* What you will do
Restate each of the lines below word for word and drop every picture.

* Input rows
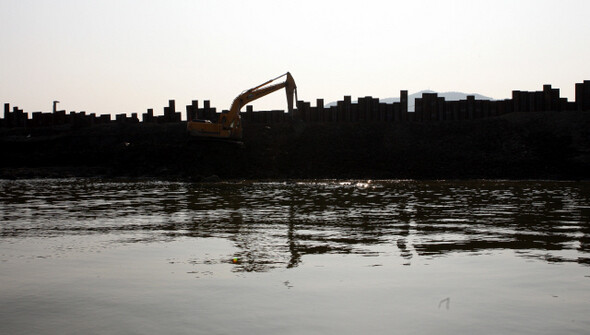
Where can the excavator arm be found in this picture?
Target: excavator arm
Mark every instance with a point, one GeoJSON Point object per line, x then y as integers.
{"type": "Point", "coordinates": [257, 93]}
{"type": "Point", "coordinates": [229, 123]}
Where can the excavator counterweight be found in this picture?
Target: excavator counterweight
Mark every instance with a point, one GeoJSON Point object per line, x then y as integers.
{"type": "Point", "coordinates": [229, 124]}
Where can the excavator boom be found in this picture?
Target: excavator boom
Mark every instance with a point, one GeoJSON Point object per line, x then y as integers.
{"type": "Point", "coordinates": [229, 124]}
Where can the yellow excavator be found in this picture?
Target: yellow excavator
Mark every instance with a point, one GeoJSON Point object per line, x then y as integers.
{"type": "Point", "coordinates": [229, 123]}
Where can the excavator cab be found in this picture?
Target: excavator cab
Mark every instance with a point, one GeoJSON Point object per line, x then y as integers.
{"type": "Point", "coordinates": [229, 124]}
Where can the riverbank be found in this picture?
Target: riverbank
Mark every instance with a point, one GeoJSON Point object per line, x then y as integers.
{"type": "Point", "coordinates": [539, 145]}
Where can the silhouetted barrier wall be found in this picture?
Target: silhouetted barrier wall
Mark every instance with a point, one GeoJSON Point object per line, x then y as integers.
{"type": "Point", "coordinates": [429, 108]}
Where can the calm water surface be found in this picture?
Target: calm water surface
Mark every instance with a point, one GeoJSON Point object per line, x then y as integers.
{"type": "Point", "coordinates": [331, 257]}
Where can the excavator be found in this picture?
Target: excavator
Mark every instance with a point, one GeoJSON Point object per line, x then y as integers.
{"type": "Point", "coordinates": [229, 123]}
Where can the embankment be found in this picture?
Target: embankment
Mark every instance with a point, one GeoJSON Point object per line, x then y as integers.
{"type": "Point", "coordinates": [539, 145]}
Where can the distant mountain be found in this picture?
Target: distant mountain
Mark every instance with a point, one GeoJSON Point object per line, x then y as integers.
{"type": "Point", "coordinates": [449, 96]}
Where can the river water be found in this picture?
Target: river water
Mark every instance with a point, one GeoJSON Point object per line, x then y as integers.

* Solution below
Where can the excavator arm be found in this picture?
Target: excavator arm
Mark every instance with a point, one GeoJSON Point object per line, x then y as integers.
{"type": "Point", "coordinates": [257, 93]}
{"type": "Point", "coordinates": [229, 123]}
Where can the excavator counterweight be found in this picture?
Target: excavator counterweight
Mark every instance with a point, one GeoJSON Point object per line, x then y as integers.
{"type": "Point", "coordinates": [229, 124]}
Where can the excavator boom be found in this picture?
Target: excavator boom
Mark every instance with a point, one GeoJSON Point object per line, x then y as integers.
{"type": "Point", "coordinates": [229, 124]}
Where can the yellow excavator be found in this picture?
Target: yellow excavator
Mark every instance with a point, one GeoJSON Point object per line, x then y as integers.
{"type": "Point", "coordinates": [229, 123]}
Where can the excavator cab be found in this picture?
Target: excavator cab
Mark every instance with a point, one GeoJSON Point object per line, x then y as integers.
{"type": "Point", "coordinates": [229, 124]}
Where can the riverbank be found in this picture?
Target: riverbank
Mark every instance with a point, one GeoJSON Point object per line, x then y as integers.
{"type": "Point", "coordinates": [539, 145]}
Where can the silhouetted barrier wall be found in this picture?
Target: silhouetted barrier wall
Mark every instance with a point, one GeoJSON Point object per line, x then y as integers.
{"type": "Point", "coordinates": [429, 108]}
Where can the calm water surface be found in this picture?
Target: calm water surface
Mark every instance with a point, one GeoJSON Point object per line, x then y as integers.
{"type": "Point", "coordinates": [331, 257]}
Where can the excavator be found in this picture?
Target: excavator
Mark every instance with a point, one GeoJSON Point object per line, x then y as integers.
{"type": "Point", "coordinates": [229, 123]}
Where can the embankment be found in this picture?
Target: embankment
Mark every instance with a point, one GeoJSON Point object per line, x then y as integers.
{"type": "Point", "coordinates": [539, 145]}
Where can the distant mountain be found in this picture?
Target: distant mountain
Mark every instance with a point, one GeoJSON Point object per line, x then y as integers.
{"type": "Point", "coordinates": [449, 96]}
Where can the river water be found in this picture?
Target: river water
Mark every instance with a point, one GeoJSON Point object per line, x then y as integers.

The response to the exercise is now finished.